Page:
X answered 7/10, 2015 at 12:32 Comment(18)

The main thing I would add is to let the compiler do this. Compile with vectorization enabled (-O3) and -funroll-loops since this has a dependency chain. It's also worth pointing out that for floats the compiler won't even unroll unless associative math is enabled e.g. with -Ofast. – Fiesta 7/10, 2015 at 12:39

@Zboson Aren't there alignment issues as well? Are there any guarantees, that vector contents are going to be correctly aligned? – Plot 7/10, 2015 at 12:57

@user1095108, look at the assembly and see what the compiler did. I don't think alignment is an issue. The compiler knows how to handle misalignment as well as non-multiples of the SIMD width (four for SSE). If you want the compiler to use aligned loads you can use this __builtin_assume_aligned. See this sum of overlapping arrays, auto-vectorization, and restrict. – Fiesta 7/10, 2015 at 13:7

@Zboson I was just thinking (I'm not the OP), whether it would be better to store aligned ints in the vector in this case. – Plot 7/10, 2015 at 13:16

@user1095108, oh, you mean can you align std:vector? I don't know. In the cases where I want SIMD I don't use std::vector. – Fiesta 7/10, 2015 at 13:23

@Zboson no, I meant ::std::vector<alignas(16) int>, I'd align the elements of the vector not the vector itself, though this could also be done, for unclear reasons. – Plot 7/10, 2015 at 13:27

@user1095108: I don't think that's valid syntax though ? – X 7/10, 2015 at 13:46

@PaulR Yeah. I don't really know how to force ::std::vector to contain aligned ints, I was simply trying to illustrate what I meant. – Plot 7/10, 2015 at 13:59

@user1095108: the normal way is to pass a custom allocator to the std::vector constructor. See e.g. this question. – X 7/10, 2015 at 14:0

I updated my answer with the assembly for each case including -funroll-loops. This shows that GCC clearly does not unroll unless you use -funroll-loops. But it's not any faster with unrolling. This does not make sense to me. I have not looking to this for about a year so I'm a bit rusty. Any ideas? Cache size could be an issue, alignment...I’ll probably figure it out later. – Fiesta 9/10, 2015 at 10:3

May just be memory bandwidth limited ? – X 9/10, 2015 at 11:8

@PaulR, it's right in the assembly (look at the end of my answer)! It's not doing partial sums. It's still a dependency chain. I'm pretty sure I looked at this a year ago and GCC was creating partial sums. No wonder it gets the same speed as the unrolled version. – Fiesta 9/10, 2015 at 11:47

I don't understand what's wrong with GCC. It's looks like GCC unrolls but still thinks the math is not assoicative so each unroll still depends on the one before it. What's wrong with GCC? – Fiesta 9/10, 2015 at 11:59

@Zboson: I just checked with ICC and that seems to do a much better job - it unrolls the loop without being told to and doesn't have the serial dependencies like gcc. – X 9/10, 2015 at 12:13

@PaulR, thanks for checking! Did you have to enable -Ofast? I think I read that ICC assumes associative math so I think -O3 should be fine. I don't have ICC but I sometimes check it at gcc.godbolt.org. Let me try that – Fiesta 9/10, 2015 at 12:16

@Zboson: No, I just used icpc -O3 -mavx. – X 9/10, 2015 at 12:27

unroll-loop-and-do-independent-sum-with-vectorization – Fiesta 9/10, 2015 at 12:39

Clang seems to unroll 4 times with SSE but it's AVX code looks ugly. At least Clang has the right idea. I did not even have to use -funroll-loops. I should not have to anyway. The compiler should already know to unroll. – Fiesta 9/10, 2015 at 14:52

The ideal way to do this is to let the compiler auto-vectorize your code and keep your code simple and readable. You ~~don't~~ should not need anything more that

int sum = 0;
for(int i=0; i<v.size(); i++) sum += v[i];

The link you pointed to, http://fastcpp.blogspot.com.au/2011/04/how-to-process-stl-vector-using-sse.html, does not seem to understand how to make the compiler vectorize the code.

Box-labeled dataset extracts
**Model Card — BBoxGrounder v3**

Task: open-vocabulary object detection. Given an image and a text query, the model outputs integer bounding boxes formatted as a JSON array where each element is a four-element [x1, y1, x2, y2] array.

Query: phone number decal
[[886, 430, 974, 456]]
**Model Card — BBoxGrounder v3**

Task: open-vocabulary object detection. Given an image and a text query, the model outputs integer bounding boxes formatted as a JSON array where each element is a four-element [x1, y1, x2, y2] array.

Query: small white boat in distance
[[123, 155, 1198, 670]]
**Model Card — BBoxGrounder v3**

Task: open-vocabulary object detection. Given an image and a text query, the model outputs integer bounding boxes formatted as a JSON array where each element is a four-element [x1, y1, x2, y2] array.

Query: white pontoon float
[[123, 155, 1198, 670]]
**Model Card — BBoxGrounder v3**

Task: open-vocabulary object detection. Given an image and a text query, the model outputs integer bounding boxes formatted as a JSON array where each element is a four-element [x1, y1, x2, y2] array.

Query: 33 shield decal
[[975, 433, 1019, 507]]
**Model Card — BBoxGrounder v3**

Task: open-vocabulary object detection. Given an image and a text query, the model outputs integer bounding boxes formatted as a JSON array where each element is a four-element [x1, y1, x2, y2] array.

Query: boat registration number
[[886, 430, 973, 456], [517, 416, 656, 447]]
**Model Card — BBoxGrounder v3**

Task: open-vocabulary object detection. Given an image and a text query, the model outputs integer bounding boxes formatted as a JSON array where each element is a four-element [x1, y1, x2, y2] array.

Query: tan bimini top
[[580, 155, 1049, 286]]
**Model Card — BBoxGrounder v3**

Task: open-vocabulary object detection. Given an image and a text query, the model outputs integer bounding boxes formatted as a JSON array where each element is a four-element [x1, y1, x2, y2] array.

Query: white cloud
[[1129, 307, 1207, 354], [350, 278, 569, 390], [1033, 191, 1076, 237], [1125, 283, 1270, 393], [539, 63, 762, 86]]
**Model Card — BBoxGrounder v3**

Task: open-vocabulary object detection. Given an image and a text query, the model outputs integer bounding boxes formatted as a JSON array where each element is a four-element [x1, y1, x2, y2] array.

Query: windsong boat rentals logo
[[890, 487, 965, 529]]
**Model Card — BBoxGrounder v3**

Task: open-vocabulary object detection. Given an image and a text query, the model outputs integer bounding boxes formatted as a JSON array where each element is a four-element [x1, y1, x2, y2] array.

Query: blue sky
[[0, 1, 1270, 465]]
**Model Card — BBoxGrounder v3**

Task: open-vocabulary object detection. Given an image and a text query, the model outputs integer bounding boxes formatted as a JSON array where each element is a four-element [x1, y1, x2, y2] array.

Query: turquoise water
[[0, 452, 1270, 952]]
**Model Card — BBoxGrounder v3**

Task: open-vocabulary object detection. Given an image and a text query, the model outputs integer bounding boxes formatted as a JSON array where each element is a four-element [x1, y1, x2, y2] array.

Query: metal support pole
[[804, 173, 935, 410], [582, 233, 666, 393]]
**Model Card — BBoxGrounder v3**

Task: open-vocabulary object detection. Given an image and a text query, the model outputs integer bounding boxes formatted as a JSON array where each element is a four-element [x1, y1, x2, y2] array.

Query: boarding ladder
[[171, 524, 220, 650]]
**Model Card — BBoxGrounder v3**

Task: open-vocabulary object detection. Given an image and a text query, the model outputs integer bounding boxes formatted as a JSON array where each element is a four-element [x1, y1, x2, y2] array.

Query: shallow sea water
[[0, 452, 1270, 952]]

Requests:
• A. From the forum thread on loop vectorization, echo the part that opens with the words containing "Clang seems to" and closes with "vectorize the code.".
• B. According to the forum thread on loop vectorization, what is the normal way to get a std::vector to hold aligned data?

Exercise solutions:
• A.
Clang seems to unroll 4 times with SSE but it's AVX code looks ugly. At least Clang has the right idea. I did not even have to use -funroll-loops. I should not have to anyway. The compiler should already know to unroll. – Fiesta 9/10, 2015 at 14:52

The ideal way to do this is to let the compiler auto-vectorize your code and keep your code simple and readable. You ~~don't~~ should not need anything more that

int sum = 0;
for(int i=0; i<v.size(); i++) sum += v[i];

The link you pointed to, http://fastcpp.blogspot.com.au/2011/04/how-to-process-stl-vector-using-sse.html, does not seem to understand how to make the compiler vectorize the code.

• B. Pass a custom allocator to the std::vector constructor.